TASK STATEMENT
The lines from the start of the records through the one containing "Exercise. Put one point on each instance of the seated" are to be transcribed exactly, and nothing else.

GIVEN RECORDS

○ ○ ○ ○ ○

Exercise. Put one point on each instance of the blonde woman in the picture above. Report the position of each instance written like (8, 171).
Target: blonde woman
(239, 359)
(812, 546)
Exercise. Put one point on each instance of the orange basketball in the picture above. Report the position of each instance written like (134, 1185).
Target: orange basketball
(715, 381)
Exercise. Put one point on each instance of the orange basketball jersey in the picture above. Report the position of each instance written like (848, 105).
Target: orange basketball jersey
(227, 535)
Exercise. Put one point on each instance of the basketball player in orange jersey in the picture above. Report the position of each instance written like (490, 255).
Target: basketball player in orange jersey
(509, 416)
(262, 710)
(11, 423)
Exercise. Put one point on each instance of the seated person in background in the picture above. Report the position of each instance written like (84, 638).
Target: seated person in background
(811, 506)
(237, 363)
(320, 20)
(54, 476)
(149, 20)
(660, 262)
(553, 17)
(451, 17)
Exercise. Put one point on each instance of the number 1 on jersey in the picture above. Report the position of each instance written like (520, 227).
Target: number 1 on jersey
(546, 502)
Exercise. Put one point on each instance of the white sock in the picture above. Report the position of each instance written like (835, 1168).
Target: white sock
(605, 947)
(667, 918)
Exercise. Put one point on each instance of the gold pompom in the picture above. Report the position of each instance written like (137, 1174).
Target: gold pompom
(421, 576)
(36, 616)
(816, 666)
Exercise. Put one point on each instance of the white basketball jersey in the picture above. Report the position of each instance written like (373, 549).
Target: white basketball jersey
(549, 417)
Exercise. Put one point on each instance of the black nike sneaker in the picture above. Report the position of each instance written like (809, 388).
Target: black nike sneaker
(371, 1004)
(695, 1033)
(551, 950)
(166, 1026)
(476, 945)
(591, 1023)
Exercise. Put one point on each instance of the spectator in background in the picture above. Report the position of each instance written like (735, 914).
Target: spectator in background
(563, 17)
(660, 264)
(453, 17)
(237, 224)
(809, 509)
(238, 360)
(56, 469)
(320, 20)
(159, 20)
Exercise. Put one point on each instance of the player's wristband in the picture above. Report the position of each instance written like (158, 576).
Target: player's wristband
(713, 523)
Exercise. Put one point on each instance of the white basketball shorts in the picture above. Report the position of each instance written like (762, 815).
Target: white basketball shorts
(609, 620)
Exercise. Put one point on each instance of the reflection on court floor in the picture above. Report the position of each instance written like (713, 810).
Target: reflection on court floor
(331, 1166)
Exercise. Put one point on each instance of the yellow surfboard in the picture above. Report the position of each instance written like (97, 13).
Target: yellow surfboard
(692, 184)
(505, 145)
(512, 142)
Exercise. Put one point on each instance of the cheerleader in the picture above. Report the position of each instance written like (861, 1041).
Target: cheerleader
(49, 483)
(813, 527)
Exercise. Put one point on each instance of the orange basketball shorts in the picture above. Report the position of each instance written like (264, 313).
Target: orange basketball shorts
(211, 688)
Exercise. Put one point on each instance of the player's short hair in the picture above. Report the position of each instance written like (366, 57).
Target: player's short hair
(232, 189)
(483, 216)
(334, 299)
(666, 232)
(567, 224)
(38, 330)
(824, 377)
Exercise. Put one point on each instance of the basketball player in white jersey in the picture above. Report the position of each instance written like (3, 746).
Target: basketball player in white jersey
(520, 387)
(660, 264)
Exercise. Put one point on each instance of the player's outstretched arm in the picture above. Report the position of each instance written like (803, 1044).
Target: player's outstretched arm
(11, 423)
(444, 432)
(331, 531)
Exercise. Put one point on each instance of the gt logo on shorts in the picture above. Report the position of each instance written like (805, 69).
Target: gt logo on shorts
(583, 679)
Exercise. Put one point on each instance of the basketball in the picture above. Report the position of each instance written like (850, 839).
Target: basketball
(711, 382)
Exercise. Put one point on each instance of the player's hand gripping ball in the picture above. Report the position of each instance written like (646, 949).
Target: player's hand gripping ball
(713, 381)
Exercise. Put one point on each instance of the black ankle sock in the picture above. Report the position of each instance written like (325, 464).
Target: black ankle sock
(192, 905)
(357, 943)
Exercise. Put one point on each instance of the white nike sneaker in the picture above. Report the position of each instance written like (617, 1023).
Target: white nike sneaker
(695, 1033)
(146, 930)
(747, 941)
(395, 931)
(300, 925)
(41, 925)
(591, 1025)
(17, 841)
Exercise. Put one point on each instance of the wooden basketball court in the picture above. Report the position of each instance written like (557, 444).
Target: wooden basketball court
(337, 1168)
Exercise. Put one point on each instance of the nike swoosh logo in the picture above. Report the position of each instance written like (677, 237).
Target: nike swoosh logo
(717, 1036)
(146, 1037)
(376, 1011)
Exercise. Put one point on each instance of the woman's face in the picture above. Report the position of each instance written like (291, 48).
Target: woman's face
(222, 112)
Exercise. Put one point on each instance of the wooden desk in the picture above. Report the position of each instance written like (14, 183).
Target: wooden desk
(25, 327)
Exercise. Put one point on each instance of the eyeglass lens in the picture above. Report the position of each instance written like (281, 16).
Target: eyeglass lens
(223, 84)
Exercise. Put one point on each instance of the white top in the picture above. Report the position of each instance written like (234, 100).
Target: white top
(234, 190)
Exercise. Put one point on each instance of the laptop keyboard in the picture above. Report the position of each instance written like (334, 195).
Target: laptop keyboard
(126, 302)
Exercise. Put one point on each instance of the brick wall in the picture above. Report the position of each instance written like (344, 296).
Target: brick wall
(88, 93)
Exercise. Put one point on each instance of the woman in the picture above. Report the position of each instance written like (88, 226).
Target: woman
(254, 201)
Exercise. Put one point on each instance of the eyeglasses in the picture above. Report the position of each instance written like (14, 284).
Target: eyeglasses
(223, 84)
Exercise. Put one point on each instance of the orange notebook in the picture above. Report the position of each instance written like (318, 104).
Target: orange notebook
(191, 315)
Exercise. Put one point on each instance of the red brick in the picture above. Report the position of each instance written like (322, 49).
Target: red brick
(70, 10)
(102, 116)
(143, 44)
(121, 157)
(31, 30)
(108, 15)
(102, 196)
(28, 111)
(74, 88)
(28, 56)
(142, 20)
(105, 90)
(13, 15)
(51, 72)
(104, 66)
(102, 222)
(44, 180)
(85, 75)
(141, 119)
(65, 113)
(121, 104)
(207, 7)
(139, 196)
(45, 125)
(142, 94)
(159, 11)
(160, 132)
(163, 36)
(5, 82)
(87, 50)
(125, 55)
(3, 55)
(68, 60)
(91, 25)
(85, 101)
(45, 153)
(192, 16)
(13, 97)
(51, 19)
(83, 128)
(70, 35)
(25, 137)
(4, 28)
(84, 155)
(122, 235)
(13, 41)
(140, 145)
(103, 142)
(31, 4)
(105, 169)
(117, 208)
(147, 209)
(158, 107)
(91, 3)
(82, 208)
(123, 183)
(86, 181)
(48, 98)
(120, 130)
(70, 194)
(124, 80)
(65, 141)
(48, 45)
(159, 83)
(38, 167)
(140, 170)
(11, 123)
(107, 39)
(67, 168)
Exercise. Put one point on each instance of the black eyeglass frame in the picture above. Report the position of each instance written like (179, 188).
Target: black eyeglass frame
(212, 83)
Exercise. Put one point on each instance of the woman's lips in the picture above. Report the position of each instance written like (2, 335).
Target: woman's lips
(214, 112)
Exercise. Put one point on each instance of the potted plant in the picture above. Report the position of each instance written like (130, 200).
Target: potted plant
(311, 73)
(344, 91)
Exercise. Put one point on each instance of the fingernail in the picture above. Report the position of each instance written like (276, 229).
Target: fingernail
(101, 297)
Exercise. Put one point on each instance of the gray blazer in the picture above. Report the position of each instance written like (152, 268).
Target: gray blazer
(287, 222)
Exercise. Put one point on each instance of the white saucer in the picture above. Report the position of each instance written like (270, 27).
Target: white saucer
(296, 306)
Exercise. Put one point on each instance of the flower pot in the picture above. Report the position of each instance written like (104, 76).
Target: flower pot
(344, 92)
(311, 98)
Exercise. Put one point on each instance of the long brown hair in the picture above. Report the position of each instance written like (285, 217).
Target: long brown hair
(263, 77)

○ ○ ○ ○ ○

RESPONSE AREA
Exercise. Put one point on each instance of the blonde woman in the picture above. Report the position of each instance written like (8, 171).
Target: blonde woman
(239, 359)
(812, 546)
Exercise. Put one point on each instance of the orange basketball in the picture above. Report the position of each instance written like (134, 1185).
Target: orange basketball
(715, 381)
Exercise. Put one point on each instance of the orange basketball jersey in the picture above. Report the position of each instance written like (848, 105).
Target: orange basketball jersey
(227, 535)
Exercise. Put one point on each instance of the basketball player in orange jersey in the picture above. Report the position of each instance written like (490, 255).
Target: basketball player in orange jersey
(509, 416)
(262, 710)
(11, 423)
Exercise. Put one point on each instance of the seated person in background in the picture above. Report the position of each instance written like (84, 638).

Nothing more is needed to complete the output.